◆ WORK ORDER
Return each line of the records holding the string "below".

··· THE INPUT ···

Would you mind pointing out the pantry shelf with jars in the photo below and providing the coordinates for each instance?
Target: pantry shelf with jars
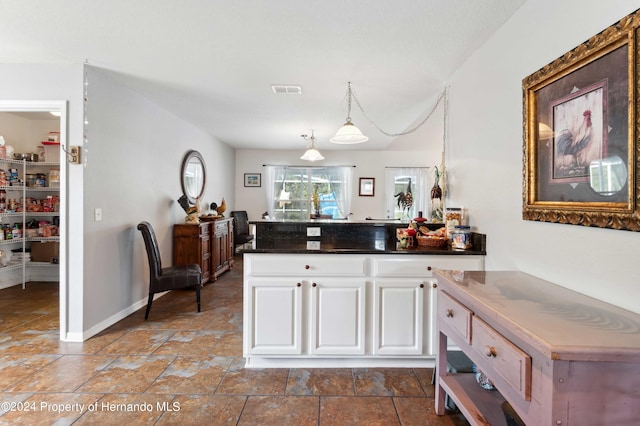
(29, 219)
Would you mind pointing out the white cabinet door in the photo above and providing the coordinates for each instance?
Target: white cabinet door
(398, 318)
(337, 316)
(273, 317)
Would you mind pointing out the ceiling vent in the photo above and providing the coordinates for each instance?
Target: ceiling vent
(286, 90)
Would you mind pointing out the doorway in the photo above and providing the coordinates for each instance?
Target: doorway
(34, 213)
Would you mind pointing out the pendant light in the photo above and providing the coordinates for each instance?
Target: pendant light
(312, 153)
(349, 133)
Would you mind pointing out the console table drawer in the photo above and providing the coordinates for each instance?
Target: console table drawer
(503, 357)
(455, 315)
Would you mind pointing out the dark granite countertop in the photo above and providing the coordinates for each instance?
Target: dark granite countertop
(409, 251)
(326, 236)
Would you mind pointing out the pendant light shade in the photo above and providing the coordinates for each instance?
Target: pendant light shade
(348, 133)
(312, 153)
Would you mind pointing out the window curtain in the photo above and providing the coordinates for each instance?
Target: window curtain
(340, 182)
(274, 184)
(396, 180)
(344, 191)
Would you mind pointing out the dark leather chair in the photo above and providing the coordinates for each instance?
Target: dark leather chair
(241, 235)
(169, 278)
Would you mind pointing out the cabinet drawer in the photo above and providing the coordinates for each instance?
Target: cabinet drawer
(423, 266)
(503, 358)
(306, 265)
(455, 315)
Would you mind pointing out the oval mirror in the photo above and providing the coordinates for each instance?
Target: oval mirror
(193, 176)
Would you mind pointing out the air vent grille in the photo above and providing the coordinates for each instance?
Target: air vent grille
(286, 90)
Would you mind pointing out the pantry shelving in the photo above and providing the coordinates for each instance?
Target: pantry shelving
(25, 201)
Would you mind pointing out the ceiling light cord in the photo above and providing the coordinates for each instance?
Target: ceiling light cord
(351, 94)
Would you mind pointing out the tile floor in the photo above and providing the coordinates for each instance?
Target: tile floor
(183, 367)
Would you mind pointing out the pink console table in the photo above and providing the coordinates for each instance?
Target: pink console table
(556, 356)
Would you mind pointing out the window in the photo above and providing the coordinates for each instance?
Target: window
(290, 192)
(399, 181)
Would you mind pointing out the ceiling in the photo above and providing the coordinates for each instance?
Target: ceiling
(213, 62)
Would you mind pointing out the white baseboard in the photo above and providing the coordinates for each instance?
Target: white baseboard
(343, 362)
(103, 325)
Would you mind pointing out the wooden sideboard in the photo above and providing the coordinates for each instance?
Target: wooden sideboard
(209, 244)
(556, 356)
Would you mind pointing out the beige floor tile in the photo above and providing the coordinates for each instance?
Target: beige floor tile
(50, 409)
(65, 374)
(348, 411)
(387, 382)
(212, 410)
(320, 381)
(280, 410)
(16, 368)
(139, 342)
(199, 342)
(127, 374)
(272, 381)
(191, 374)
(126, 409)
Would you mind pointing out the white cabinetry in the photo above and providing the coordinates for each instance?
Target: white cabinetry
(342, 309)
(337, 316)
(295, 305)
(25, 203)
(275, 325)
(398, 322)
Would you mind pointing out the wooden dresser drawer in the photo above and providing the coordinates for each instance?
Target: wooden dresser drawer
(307, 265)
(455, 315)
(503, 357)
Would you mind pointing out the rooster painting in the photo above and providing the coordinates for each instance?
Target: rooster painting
(574, 147)
(570, 144)
(579, 126)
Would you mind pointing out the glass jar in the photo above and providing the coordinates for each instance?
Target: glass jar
(452, 218)
(461, 237)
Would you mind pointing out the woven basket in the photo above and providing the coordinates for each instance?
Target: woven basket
(431, 242)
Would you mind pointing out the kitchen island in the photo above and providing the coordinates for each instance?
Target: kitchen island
(341, 294)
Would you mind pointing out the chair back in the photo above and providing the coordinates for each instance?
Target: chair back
(241, 222)
(153, 252)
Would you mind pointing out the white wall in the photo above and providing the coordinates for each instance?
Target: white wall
(485, 155)
(132, 163)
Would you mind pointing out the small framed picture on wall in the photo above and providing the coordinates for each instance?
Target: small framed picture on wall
(253, 180)
(367, 187)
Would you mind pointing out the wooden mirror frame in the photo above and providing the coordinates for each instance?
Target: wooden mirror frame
(190, 158)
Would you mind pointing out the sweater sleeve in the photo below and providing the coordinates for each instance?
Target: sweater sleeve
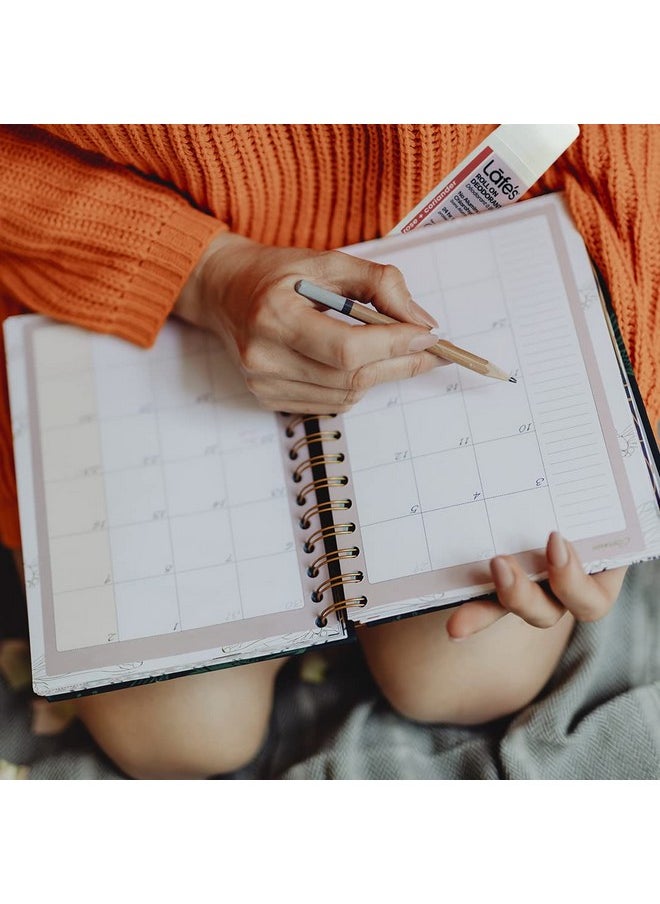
(89, 242)
(611, 179)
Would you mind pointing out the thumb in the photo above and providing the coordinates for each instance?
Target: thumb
(472, 617)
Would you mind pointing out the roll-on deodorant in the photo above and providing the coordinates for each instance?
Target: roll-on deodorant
(497, 172)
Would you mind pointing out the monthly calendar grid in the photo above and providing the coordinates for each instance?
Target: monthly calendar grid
(144, 596)
(514, 503)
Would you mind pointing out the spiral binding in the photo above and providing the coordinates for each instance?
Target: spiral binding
(332, 557)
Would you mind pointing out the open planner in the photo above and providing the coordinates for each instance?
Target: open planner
(170, 525)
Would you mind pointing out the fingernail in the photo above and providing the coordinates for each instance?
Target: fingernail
(421, 341)
(557, 550)
(503, 573)
(422, 316)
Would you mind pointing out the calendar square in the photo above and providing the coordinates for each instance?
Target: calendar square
(522, 521)
(147, 608)
(85, 618)
(210, 596)
(510, 465)
(459, 535)
(386, 492)
(446, 479)
(153, 541)
(195, 486)
(202, 540)
(273, 585)
(407, 537)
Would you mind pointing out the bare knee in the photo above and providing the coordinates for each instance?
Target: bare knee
(460, 705)
(187, 728)
(428, 678)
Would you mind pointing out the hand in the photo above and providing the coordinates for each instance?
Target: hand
(586, 597)
(294, 357)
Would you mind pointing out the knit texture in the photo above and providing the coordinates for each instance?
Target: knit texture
(100, 225)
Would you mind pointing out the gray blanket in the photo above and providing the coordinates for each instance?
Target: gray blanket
(598, 718)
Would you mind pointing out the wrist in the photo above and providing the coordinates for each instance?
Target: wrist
(206, 280)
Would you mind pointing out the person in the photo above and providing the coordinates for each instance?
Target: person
(115, 228)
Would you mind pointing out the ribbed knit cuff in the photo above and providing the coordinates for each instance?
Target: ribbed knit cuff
(163, 269)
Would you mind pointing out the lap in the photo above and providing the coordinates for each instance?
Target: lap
(429, 677)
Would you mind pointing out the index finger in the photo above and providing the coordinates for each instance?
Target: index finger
(348, 347)
(382, 285)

···

◆ ANSWER TO THIS TASK
Would you mind pointing out the pantry shelf with jars in the photo below and providing the coordinates for each instance?
Would you mind pointing out the sweater sleeve in the photo below and providing the coordinates for each instance?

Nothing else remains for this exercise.